Requirements: Please render the listing below as a JSON array of strings, one string per line and no blank lines, leaving out the pictures.

Provided data:

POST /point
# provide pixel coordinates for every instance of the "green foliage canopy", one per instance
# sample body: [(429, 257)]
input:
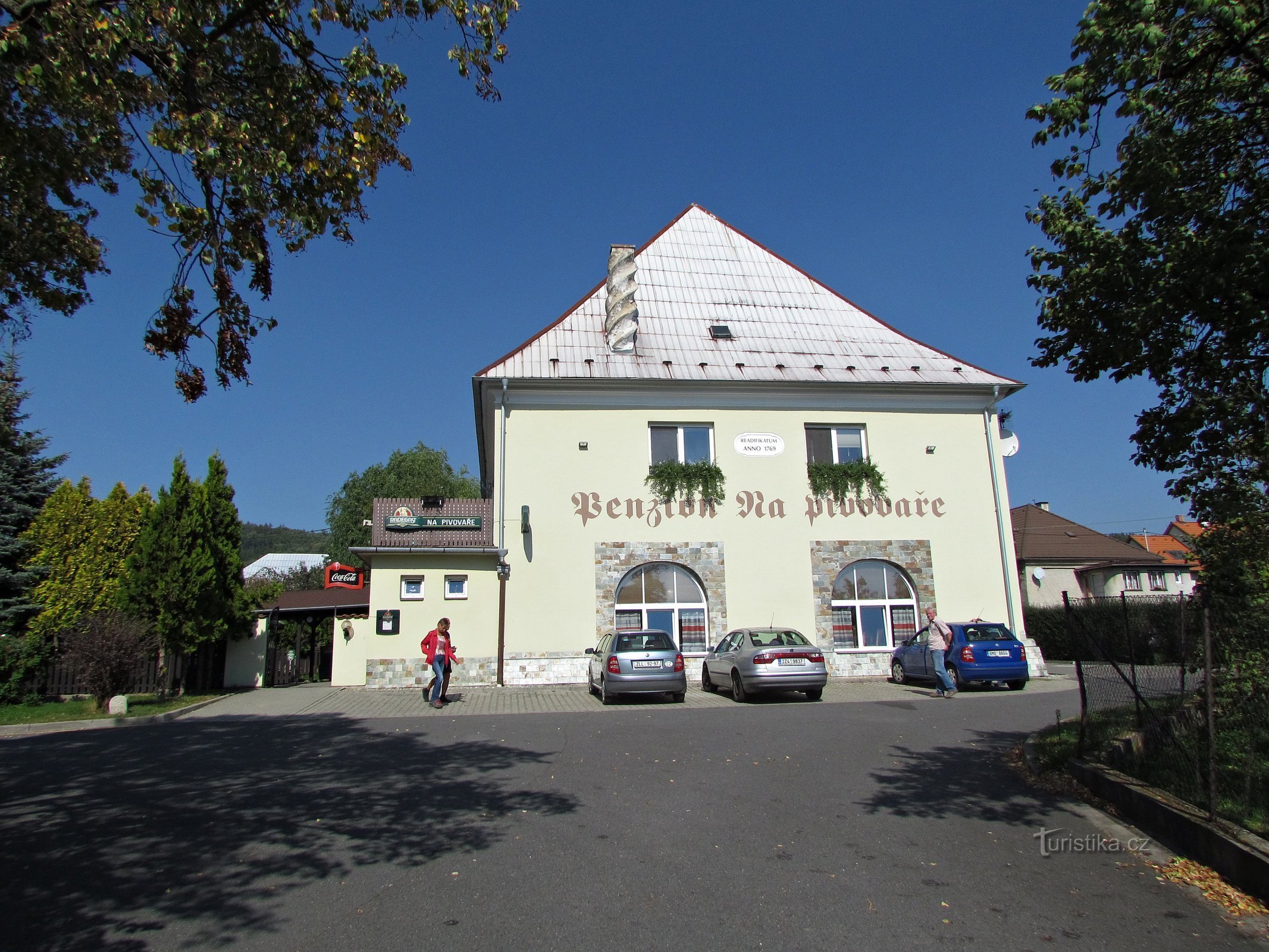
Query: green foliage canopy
[(235, 126), (1154, 262), (82, 545), (26, 481), (419, 471)]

Exercise response:
[
  "POST /point",
  "# provide pixel coordinates for every instance of the \"green foliage canopy\", one per instance",
  "# sample body: [(429, 257)]",
  "input:",
  "Query: green foliage canopy",
  "[(235, 126), (1154, 262), (82, 545), (26, 481), (419, 471)]"
]